**Work to do:** Recast every line of the items below as a Markdown table with two columns, Row and Line. Number the rows in order and skip blank lines.

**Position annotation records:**
____

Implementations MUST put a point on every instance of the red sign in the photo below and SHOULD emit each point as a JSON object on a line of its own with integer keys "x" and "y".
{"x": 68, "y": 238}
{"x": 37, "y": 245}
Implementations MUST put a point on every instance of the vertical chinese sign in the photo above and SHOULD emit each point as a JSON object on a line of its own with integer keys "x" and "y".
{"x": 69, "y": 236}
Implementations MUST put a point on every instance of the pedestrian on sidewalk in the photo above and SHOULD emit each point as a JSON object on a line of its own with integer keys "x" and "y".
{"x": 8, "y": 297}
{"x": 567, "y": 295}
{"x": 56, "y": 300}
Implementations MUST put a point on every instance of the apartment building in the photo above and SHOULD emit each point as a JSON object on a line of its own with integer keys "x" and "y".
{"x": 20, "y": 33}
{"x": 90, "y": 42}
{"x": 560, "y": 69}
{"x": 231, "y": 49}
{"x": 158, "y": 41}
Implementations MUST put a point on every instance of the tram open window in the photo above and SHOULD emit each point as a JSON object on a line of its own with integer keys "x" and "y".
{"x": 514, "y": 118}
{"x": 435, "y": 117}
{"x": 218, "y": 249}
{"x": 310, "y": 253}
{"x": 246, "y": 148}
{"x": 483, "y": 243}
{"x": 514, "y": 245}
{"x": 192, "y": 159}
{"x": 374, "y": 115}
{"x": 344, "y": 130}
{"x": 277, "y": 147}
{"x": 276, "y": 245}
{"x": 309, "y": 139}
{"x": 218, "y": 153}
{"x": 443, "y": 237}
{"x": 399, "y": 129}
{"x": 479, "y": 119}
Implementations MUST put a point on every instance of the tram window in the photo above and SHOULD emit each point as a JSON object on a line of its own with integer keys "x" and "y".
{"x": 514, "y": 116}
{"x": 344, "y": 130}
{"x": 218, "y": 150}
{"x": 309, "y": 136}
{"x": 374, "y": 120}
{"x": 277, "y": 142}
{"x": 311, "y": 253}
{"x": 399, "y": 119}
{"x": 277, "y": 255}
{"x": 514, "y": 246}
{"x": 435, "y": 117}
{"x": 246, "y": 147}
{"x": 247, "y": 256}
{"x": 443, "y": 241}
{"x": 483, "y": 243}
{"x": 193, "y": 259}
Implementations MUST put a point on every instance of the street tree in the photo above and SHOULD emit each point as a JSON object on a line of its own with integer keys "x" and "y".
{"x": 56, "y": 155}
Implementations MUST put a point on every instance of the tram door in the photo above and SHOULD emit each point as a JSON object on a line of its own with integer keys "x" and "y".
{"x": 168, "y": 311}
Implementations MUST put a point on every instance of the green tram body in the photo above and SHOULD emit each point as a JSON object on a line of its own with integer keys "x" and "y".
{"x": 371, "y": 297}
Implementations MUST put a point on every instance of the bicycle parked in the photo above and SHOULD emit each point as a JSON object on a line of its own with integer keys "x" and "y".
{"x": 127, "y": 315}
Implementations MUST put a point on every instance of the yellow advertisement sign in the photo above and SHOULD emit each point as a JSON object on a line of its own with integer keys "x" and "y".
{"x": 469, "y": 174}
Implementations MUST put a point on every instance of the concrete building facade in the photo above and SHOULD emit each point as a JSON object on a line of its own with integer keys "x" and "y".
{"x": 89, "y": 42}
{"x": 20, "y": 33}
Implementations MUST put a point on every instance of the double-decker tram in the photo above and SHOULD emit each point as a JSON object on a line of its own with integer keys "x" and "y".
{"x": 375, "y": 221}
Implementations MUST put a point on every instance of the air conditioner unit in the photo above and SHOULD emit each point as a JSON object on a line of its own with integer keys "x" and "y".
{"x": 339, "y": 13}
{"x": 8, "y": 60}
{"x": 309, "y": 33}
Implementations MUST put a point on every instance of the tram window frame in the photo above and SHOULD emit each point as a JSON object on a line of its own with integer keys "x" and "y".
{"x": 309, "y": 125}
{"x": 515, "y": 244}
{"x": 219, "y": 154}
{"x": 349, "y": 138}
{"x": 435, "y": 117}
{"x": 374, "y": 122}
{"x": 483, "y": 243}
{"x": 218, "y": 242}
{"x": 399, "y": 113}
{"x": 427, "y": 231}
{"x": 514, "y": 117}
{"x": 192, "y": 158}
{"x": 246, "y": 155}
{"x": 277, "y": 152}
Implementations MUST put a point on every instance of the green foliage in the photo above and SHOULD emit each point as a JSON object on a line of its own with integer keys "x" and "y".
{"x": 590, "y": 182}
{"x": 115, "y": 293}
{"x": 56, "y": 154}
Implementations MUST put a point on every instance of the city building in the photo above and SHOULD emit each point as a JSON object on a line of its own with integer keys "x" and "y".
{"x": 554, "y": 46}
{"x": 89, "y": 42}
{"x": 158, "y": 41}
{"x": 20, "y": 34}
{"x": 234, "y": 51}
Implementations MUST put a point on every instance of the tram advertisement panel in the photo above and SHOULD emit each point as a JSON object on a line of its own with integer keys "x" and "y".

____

**Solution to this task:**
| Row | Line |
|---|---|
| 1 | Implementations MUST put a point on every instance of the red sign in the photo below and SHOULD emit each point as a JSON object on a line of its own with integer keys "x" and "y". |
| 2 | {"x": 68, "y": 238} |
| 3 | {"x": 37, "y": 245} |
| 4 | Implementations MUST put a point on every instance of the vertical chinese sign in the photo above and SHOULD emit each point as a JSON object on a line of its own with integer keys "x" and "y". |
| 5 | {"x": 69, "y": 236} |
| 6 | Implementations MUST put a point on every instance of the pedestrian on sidewalk in the photo above and SHOULD emit each point as a JSON object on a line of its own with integer keys "x" and "y". |
| 7 | {"x": 8, "y": 297} |
| 8 | {"x": 567, "y": 295} |
| 9 | {"x": 56, "y": 300} |
| 10 | Implementations MUST put a point on every instance of the apartment building in the photo above and SHOULD emit each point as a JSON object on a line of its own with integer keys "x" and "y". |
| 11 | {"x": 20, "y": 33} |
| 12 | {"x": 90, "y": 42} |
| 13 | {"x": 560, "y": 69} |
| 14 | {"x": 231, "y": 49} |
| 15 | {"x": 158, "y": 41} |
| 16 | Implementations MUST put a point on every instance of the tram open window in the photo above and SHOULD emit each point as a JSON object on a line of its own with integer keys "x" and "y". |
| 17 | {"x": 514, "y": 118} |
| 18 | {"x": 435, "y": 117} |
| 19 | {"x": 218, "y": 249} |
| 20 | {"x": 310, "y": 253} |
| 21 | {"x": 246, "y": 148} |
| 22 | {"x": 483, "y": 243} |
| 23 | {"x": 514, "y": 245} |
| 24 | {"x": 192, "y": 159} |
| 25 | {"x": 374, "y": 115} |
| 26 | {"x": 344, "y": 130} |
| 27 | {"x": 277, "y": 147} |
| 28 | {"x": 276, "y": 245} |
| 29 | {"x": 309, "y": 139} |
| 30 | {"x": 218, "y": 153} |
| 31 | {"x": 443, "y": 237} |
| 32 | {"x": 399, "y": 129} |
| 33 | {"x": 479, "y": 119} |
| 34 | Implementations MUST put a point on every instance of the tram window in the photo above and SHOULD emit each point as a JSON object on a line of its own with integer keys "x" and "y". |
| 35 | {"x": 514, "y": 116} |
| 36 | {"x": 344, "y": 130} |
| 37 | {"x": 218, "y": 150} |
| 38 | {"x": 309, "y": 136} |
| 39 | {"x": 374, "y": 120} |
| 40 | {"x": 277, "y": 142} |
| 41 | {"x": 311, "y": 253} |
| 42 | {"x": 399, "y": 119} |
| 43 | {"x": 277, "y": 255} |
| 44 | {"x": 514, "y": 246} |
| 45 | {"x": 435, "y": 117} |
| 46 | {"x": 246, "y": 147} |
| 47 | {"x": 247, "y": 256} |
| 48 | {"x": 443, "y": 241} |
| 49 | {"x": 483, "y": 243} |
| 50 | {"x": 193, "y": 259} |
| 51 | Implementations MUST put a point on every instance of the street tree in the photo above and SHOULD emit each point as a JSON object on a line of its own with integer keys "x" and "y". |
| 52 | {"x": 56, "y": 155} |
| 53 | Implementations MUST put a point on every instance of the tram door in the photo above and SHOULD emit each point as a JSON object on a line of its own with integer keys "x" and "y". |
| 54 | {"x": 168, "y": 311} |
| 55 | Implementations MUST put a point on every instance of the green tram body in the photo above and SHOULD emit each point as a JSON object on a line of its own with integer keys "x" and "y". |
| 56 | {"x": 371, "y": 297} |
| 57 | Implementations MUST put a point on every instance of the bicycle parked in the photo above and SHOULD emit each point as a JSON object on a line of its own with integer keys "x" and "y". |
| 58 | {"x": 127, "y": 315} |
| 59 | Implementations MUST put a point on every instance of the yellow advertisement sign in the photo above and SHOULD emit each point as a JSON object on a line of its own with integer keys "x" and "y". |
| 60 | {"x": 469, "y": 174} |
| 61 | Implementations MUST put a point on every instance of the concrete building facade in the photo above and SHOULD emit each point as a JSON object on a line of its own with integer keys "x" and "y". |
| 62 | {"x": 89, "y": 42} |
| 63 | {"x": 20, "y": 33} |
| 64 | Implementations MUST put a point on every instance of the double-decker tram in the photo above and SHOULD emit each point as a JSON object on a line of its own with integer keys "x" and "y". |
| 65 | {"x": 375, "y": 221} |
| 66 | Implementations MUST put a point on every instance of the air conditioner unit in the photo above and SHOULD emit each point as a JSON object on a line of its own with integer keys "x" and "y". |
| 67 | {"x": 339, "y": 13} |
| 68 | {"x": 8, "y": 60} |
| 69 | {"x": 309, "y": 33} |
| 70 | Implementations MUST put a point on every instance of the tram window frame in the photo above and SHOULD emit each point as a JSON object on a line of its own with integer keys "x" and "y". |
| 71 | {"x": 309, "y": 125} |
| 72 | {"x": 515, "y": 244} |
| 73 | {"x": 219, "y": 154} |
| 74 | {"x": 349, "y": 138} |
| 75 | {"x": 435, "y": 117} |
| 76 | {"x": 374, "y": 122} |
| 77 | {"x": 483, "y": 243} |
| 78 | {"x": 218, "y": 242} |
| 79 | {"x": 399, "y": 113} |
| 80 | {"x": 427, "y": 231} |
| 81 | {"x": 514, "y": 117} |
| 82 | {"x": 192, "y": 158} |
| 83 | {"x": 246, "y": 155} |
| 84 | {"x": 277, "y": 152} |
| 85 | Implementations MUST put a point on every instance of the green foliage in the photo above and SHOULD emit each point as a JSON object on a line of its own with integer keys "x" and "y". |
| 86 | {"x": 590, "y": 182} |
| 87 | {"x": 115, "y": 293} |
| 88 | {"x": 56, "y": 154} |
| 89 | Implementations MUST put a point on every instance of the city building in the photo above and SHOULD emit each point as a JSON object on a line of its own with integer keys "x" and "y". |
| 90 | {"x": 554, "y": 46} |
| 91 | {"x": 89, "y": 42} |
| 92 | {"x": 158, "y": 41} |
| 93 | {"x": 20, "y": 34} |
| 94 | {"x": 234, "y": 51} |
| 95 | Implementations MUST put a point on every instance of the tram advertisement panel in the photo above and SHOULD emit each point as a JSON object on a line of its own with integer keys "x" and "y". |